::: Dataset extract :::
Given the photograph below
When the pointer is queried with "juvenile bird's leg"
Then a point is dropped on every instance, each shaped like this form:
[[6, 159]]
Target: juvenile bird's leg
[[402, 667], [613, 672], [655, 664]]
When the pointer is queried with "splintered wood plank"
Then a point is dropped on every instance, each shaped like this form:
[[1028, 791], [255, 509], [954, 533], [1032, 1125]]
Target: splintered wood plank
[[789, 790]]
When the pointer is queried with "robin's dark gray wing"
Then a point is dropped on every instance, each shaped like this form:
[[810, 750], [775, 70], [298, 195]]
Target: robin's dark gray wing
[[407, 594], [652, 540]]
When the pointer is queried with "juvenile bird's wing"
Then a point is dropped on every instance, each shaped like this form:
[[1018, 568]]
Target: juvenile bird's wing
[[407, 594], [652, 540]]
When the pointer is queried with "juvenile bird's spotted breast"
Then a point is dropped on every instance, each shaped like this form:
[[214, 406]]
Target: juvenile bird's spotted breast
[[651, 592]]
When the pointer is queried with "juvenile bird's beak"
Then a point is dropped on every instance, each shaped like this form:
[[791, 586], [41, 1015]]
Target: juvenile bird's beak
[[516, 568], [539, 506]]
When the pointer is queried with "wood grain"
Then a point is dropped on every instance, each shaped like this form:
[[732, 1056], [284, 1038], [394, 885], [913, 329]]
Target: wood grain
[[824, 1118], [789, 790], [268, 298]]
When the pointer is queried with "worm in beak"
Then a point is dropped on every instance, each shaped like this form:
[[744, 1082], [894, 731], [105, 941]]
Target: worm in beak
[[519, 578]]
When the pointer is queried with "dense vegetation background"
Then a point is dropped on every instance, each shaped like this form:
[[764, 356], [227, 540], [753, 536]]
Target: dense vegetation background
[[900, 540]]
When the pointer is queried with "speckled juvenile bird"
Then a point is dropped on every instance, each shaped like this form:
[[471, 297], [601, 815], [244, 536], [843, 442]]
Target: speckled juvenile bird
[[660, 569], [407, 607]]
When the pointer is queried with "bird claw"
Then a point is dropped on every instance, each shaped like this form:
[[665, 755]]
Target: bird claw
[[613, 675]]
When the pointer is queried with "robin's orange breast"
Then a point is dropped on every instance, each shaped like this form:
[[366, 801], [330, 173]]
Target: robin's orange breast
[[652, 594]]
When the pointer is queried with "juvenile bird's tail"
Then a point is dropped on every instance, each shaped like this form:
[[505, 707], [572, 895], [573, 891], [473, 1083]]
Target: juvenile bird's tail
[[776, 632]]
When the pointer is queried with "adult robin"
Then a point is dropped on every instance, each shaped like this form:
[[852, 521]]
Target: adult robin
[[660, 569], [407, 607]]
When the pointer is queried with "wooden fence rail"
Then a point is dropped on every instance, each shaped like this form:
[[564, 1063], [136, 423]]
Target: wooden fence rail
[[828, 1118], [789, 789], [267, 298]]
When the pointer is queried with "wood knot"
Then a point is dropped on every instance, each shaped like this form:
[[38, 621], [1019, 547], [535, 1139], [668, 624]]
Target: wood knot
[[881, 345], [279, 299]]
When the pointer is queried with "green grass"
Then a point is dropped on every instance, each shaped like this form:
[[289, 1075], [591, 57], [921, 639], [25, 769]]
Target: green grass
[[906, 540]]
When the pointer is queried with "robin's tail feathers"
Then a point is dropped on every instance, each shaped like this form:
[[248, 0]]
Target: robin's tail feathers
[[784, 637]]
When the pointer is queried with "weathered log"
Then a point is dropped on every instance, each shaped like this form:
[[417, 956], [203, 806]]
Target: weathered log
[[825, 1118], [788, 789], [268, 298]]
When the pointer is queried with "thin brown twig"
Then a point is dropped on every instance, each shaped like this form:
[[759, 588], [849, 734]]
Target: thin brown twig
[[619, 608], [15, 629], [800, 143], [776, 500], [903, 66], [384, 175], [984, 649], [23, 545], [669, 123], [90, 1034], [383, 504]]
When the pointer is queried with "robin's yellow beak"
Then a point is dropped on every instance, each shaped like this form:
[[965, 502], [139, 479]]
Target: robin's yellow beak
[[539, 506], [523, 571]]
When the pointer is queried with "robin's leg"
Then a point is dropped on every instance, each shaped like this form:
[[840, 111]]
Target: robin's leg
:::
#### Activity
The full set of entries has to be duplicated precisely.

#### Exercise answer
Given the photograph below
When the pointer is queried with "juvenile bird's leg"
Then a point is dropped on every instance, each shaped like this form:
[[6, 159]]
Target: juvenile bird's leg
[[402, 667], [613, 672], [655, 664]]
When the pointer is queried with "splintered wood plank"
Then a point is dropped on every instance, each shaped like this form:
[[1028, 791], [255, 509], [954, 533], [1032, 1125]]
Target: splintered wood plank
[[789, 790]]
When the pointer is queried with "robin's dark gray wing"
Then a point is dropped on every instance, each shaped like this form:
[[810, 750], [775, 70], [298, 195]]
Target: robin's dark gray wing
[[407, 594], [652, 540]]
When the pointer is queried with "juvenile bird's wing"
Then a point is dropped on every instance, each shaped like this form:
[[1018, 568]]
Target: juvenile bird's wing
[[407, 594], [652, 540]]
When the pointer is queried with "juvenile bird's spotted breast"
Then a point is dropped on every instance, each shaped like this form:
[[214, 406]]
Target: juvenile bird's spotted breast
[[651, 592]]
When the pointer is queried with "juvenile bird's beak"
Then a point is dropped on every instance, each shaped like this form:
[[791, 586], [41, 1015]]
Target: juvenile bird's beak
[[516, 568], [539, 506]]
When the pointer is queried with "wood grain"
Then a point is dropped on every instance, each shaped like this form:
[[732, 1056], [284, 1038], [394, 885], [913, 329]]
Target: wood grain
[[824, 1118], [789, 790], [268, 298]]
When the pointer is queried with "worm in beak"
Then a point is dropped on every instance, each shaped like this form:
[[744, 1082], [894, 731], [105, 941]]
Target: worm in beak
[[519, 578]]
When the pointer is queried with "dense vegetation background"
Then a point is dropped on every instance, each shaped like this form:
[[764, 356], [227, 540], [753, 536]]
Target: dense vegetation background
[[900, 540]]
When the pointer is queried with "speckled juvenile bird"
Then a point is dropped on every instance, each shaped like this form:
[[471, 297], [601, 815], [244, 536], [843, 442]]
Target: speckled juvenile bird
[[660, 569], [407, 607]]
When the pointer is queried with "bird claw"
Then a point is dropped on every instance, each shaped like this form:
[[665, 755]]
Target: bird claw
[[613, 675]]
When the pointer is queried with "robin's orange breast"
Then a point is dropped on every instance, each shaped like this form:
[[366, 801], [330, 173]]
Target: robin's orange breast
[[652, 594]]
When the pointer is queried with "juvenile bird's tail"
Then a point is dropped on every instance, each shaped like this form:
[[505, 707], [572, 895], [573, 891], [473, 1083]]
Target: juvenile bird's tail
[[776, 632]]
When the pointer is queried with "adult robin"
Then a point is dropped on every instance, each shaped like this form:
[[852, 521]]
Target: adult robin
[[660, 569], [407, 607]]
When the pointer is queried with "wooden fence rail"
Then a point is dropped on every instance, each shaped like this form:
[[564, 1063], [136, 423]]
Target: wooden fence rail
[[828, 1118], [789, 789], [267, 298]]
When the pointer is queried with "wood knot"
Then a point is dropped on every instance, each shaped like this form:
[[38, 621], [1019, 547], [535, 1139], [668, 624]]
Target: wood knot
[[881, 345], [279, 299]]
When the pointer is queried with "green grass"
Then a point is dropped on every instance, each shaped like this form:
[[289, 1075], [591, 57], [921, 639], [25, 769]]
Target: green grass
[[906, 540]]
When the pointer is queried with "robin's tail feathers"
Then a point is dropped on every instance, each shaped like this form:
[[248, 0]]
Target: robin's tail feathers
[[784, 637]]
When the pointer is queried with "weathered log"
Then a point is dropped on every instance, each shaped like this form:
[[417, 956], [203, 806]]
Target: weathered log
[[825, 1118], [788, 789], [268, 298]]
When the pointer is queried with "thin brown twig"
Then a point is dropped on every instance, each shaped like this form:
[[759, 588], [849, 734]]
Target: thin brown twig
[[619, 608], [15, 629], [800, 143], [776, 500], [903, 66], [384, 175], [984, 649], [23, 545], [669, 123], [90, 1034], [383, 504]]
When the pointer is queried with "robin's yellow beak"
Then a point is dropped on every instance, each shaped like this form:
[[965, 502], [139, 479]]
Target: robin's yellow beak
[[539, 506], [523, 571]]
When the pointer is queried with "robin's leg"
Then a point is dropped on every instance, each shaped like this form:
[[840, 111]]
Target: robin's leg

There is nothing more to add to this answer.